───── Trecho do texto

Um político da região serrana do estado do Rio de Janeiro candidatou-se a prefeito de Teresópolis protegido por um recurso ao tribunal eleitoral, visto que o mesmo já havia sido considerado inelegível pelo TSE até 2016. O motivo? Abuso de poder político e uso indevido de meios de comunicação. Ele venceu as eleições, teve sua candidatura invalidada em definitivo pelo TSE e o caso foi parar no Supremo.
Pois no dia 21 de dezembro de 2015, aproveitando-se do recesso do Judiciário, o político ingressou com um pedido de liminar. Para surpresa de muitos, o ministro Ricardo Lewandowski – numa decisão monocrática – determinou que “os votos obtidos pelo candidato sejam considerados válidos, em respeito à manifestação da soberania popular no pleito de 2012“. E o político tomou posse do cargo de prefeito, deixando a cidade na incômoda situação de ter 3 prefeitos em apenas quatro meses.
Engana-se quem pensa que este é um caso isolado. Esta decisão acabou servindo de incentivo a outros políticos “pegos” na Ficha Limpa a apresentarem recursos no Supremo. E esta é uma perigosa flexibilização do disposto na Lei da Ficha Limpa.

──────────

### Tarefa proposta 1:
Transcreva literalmente a parte do texto sobre o caso do prefeito de Teresópolis que vai de "Um político da" até "apenas quatro meses.", inclusive.

───── Listagem fornecida

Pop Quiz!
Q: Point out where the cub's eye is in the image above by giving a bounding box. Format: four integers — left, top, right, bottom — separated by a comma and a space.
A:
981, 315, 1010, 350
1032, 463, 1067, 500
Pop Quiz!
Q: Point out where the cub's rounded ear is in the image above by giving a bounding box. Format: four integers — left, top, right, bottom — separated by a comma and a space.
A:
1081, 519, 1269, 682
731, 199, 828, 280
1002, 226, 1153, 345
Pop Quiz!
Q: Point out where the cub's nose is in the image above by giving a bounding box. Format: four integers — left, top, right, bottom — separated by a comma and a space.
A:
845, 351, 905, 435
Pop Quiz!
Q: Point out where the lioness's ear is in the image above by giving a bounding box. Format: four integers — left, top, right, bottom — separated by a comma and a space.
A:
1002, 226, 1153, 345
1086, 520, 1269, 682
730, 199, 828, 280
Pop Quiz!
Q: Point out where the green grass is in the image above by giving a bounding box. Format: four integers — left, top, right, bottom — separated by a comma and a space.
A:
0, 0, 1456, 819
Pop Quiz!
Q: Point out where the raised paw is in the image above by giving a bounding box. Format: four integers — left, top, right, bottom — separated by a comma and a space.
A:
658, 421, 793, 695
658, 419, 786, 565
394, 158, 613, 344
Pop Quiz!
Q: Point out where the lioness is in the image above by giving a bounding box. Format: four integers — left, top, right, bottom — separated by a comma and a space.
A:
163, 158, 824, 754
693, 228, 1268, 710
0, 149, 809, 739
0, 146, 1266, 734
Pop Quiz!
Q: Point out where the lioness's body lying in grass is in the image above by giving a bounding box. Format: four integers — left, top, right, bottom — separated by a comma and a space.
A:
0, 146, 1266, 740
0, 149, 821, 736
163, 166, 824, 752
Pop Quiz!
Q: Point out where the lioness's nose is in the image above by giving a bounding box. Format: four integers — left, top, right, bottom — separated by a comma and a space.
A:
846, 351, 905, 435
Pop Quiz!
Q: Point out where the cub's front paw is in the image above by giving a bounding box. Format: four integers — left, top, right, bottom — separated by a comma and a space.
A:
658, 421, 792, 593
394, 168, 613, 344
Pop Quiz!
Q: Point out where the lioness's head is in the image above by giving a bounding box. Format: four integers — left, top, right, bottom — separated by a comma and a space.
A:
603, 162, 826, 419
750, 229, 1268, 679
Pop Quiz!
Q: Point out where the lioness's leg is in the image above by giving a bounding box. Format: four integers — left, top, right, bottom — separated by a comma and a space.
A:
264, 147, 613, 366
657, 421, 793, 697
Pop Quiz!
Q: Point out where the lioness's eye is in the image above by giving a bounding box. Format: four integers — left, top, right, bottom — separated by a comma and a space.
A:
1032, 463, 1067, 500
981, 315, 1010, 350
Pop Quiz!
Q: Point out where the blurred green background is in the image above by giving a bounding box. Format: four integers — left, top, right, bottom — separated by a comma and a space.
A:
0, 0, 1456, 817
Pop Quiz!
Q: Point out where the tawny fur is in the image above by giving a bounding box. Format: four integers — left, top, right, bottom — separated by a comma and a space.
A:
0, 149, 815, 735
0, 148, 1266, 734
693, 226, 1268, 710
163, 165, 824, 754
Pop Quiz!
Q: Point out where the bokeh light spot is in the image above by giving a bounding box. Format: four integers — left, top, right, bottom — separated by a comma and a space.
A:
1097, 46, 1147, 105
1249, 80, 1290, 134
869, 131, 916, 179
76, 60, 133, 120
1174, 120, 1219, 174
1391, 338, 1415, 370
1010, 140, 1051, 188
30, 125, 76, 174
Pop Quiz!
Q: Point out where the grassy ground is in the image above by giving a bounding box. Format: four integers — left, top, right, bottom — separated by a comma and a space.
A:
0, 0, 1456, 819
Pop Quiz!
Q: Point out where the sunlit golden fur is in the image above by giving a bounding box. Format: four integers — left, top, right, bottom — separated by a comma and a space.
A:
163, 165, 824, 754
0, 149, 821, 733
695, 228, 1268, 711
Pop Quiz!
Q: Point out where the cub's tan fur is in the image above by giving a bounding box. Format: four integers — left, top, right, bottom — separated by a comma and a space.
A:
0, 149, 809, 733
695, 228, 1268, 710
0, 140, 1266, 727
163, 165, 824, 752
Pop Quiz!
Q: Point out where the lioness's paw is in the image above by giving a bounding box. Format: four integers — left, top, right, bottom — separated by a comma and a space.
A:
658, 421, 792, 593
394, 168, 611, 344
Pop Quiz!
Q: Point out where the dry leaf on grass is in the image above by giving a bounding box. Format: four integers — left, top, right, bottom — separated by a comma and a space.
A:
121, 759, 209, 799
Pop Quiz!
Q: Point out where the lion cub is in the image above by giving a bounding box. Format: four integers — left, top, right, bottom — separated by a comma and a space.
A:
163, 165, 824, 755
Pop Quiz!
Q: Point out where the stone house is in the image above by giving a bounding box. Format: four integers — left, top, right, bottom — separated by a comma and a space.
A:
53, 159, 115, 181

──────────

### Tarefa proposta 2:
Converta em uma lista JSON de strings as linhas da listagem, do início dela até a linha com "394, 158, 613, 344", inclusive. Use uma string para cada linha e omita as linhas em branco.

### Resposta correta 1:
Um político da região serrana do estado do Rio de Janeiro candidatou-se a prefeito de Teresópolis protegido por um recurso ao tribunal eleitoral, visto que o mesmo já havia sido considerado inelegível pelo TSE até 2016. O motivo? Abuso de poder político e uso indevido de meios de comunicação. Ele venceu as eleições, teve sua candidatura invalidada em definitivo pelo TSE e o caso foi parar no Supremo.
Pois no dia 21 de dezembro de 2015, aproveitando-se do recesso do Judiciário, o político ingressou com um pedido de liminar. Para surpresa de muitos, o ministro Ricardo Lewandowski – numa decisão monocrática – determinou que “os votos obtidos pelo candidato sejam considerados válidos, em respeito à manifestação da soberania popular no pleito de 2012“. E o político tomou posse do cargo de prefeito, deixando a cidade na incômoda situação de ter 3 prefeitos em apenas quatro meses.

### Resposta correta 2:
[
  "Pop Quiz!",
  "Q: Point out where the cub's eye is in the image above by giving a bounding box. Format: four integers — left, top, right, bottom — separated by a comma and a space.",
  "A:",
  "981, 315, 1010, 350",
  "1032, 463, 1067, 500",
  "Pop Quiz!",
  "Q: Point out where the cub's rounded ear is in the image above by giving a bounding box. Format: four integers — left, top, right, bottom — separated by a comma and a space.",
  "A:",
  "1081, 519, 1269, 682",
  "731, 199, 828, 280",
  "1002, 226, 1153, 345",
  "Pop Quiz!",
  "Q: Point out where the cub's nose is in the image above by giving a bounding box. Format: four integers — left, top, right, bottom — separated by a comma and a space.",
  "A:",
  "845, 351, 905, 435",
  "Pop Quiz!",
  "Q: Point out where the lioness's ear is in the image above by giving a bounding box. Format: four integers — left, top, right, bottom — separated by a comma and a space.",
  "A:",
  "1002, 226, 1153, 345",
  "1086, 520, 1269, 682",
  "730, 199, 828, 280",
  "Pop Quiz!",
  "Q: Point out where the green grass is in the image above by giving a bounding box. Format: four integers — left, top, right, bottom — separated by a comma and a space.",
  "A:",
  "0, 0, 1456, 819",
  "Pop Quiz!",
  "Q: Point out where the raised paw is in the image above by giving a bounding box. Format: four integers — left, top, right, bottom — separated by a comma and a space.",
  "A:",
  "658, 421, 793, 695",
  "658, 419, 786, 565",
  "394, 158, 613, 344"
]